### What to produce
Only the pictures stay out; every record is to be quoted exactly.

### Material shown
────────────────────────────────────────
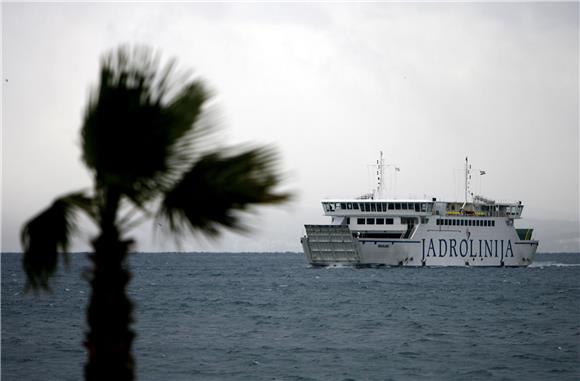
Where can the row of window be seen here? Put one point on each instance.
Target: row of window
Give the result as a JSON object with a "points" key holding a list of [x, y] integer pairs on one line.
{"points": [[377, 206], [374, 221], [457, 222]]}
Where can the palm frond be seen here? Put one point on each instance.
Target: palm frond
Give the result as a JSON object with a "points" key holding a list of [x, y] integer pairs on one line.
{"points": [[139, 124], [48, 234], [218, 186]]}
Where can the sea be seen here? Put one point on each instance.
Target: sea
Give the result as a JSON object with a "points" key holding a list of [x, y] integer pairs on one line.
{"points": [[269, 316]]}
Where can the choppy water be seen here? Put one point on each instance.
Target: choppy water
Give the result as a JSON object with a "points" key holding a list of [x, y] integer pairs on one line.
{"points": [[270, 317]]}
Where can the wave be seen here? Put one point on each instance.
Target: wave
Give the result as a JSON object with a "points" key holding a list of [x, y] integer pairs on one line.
{"points": [[554, 264]]}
────────────────────────────────────────
### Response to this task
Where can the row of window be seen here? Put one point on each instance.
Target: row of window
Give the result as a JSON object with a "points" key holding a list of [x, y] integer pairs on one line.
{"points": [[377, 206], [374, 221], [457, 222]]}
Where can the palm frond be seen here? Put one point on each instance.
Target: palm frond
Give the result as a JSON object with a "points" key holding a list of [x, y] integer pairs on one line.
{"points": [[139, 124], [48, 234], [218, 186]]}
Where can the sea be seen here? Put one point on each instance.
Target: sea
Give the result as a JSON object with a "points" key holding a list of [x, y] integer pairs on one line.
{"points": [[269, 316]]}
Where can the choppy water be seen here? Put one point on each instance.
Target: choppy water
Give the result as a JSON object with a "points" key holding a list of [x, y] integer pairs on one line.
{"points": [[270, 317]]}
Where can the wave be seen here? Put one point on each instance.
Target: wave
Give the result as a JSON object with a "points" key holding a list of [x, y] integer pairs on one line.
{"points": [[554, 264]]}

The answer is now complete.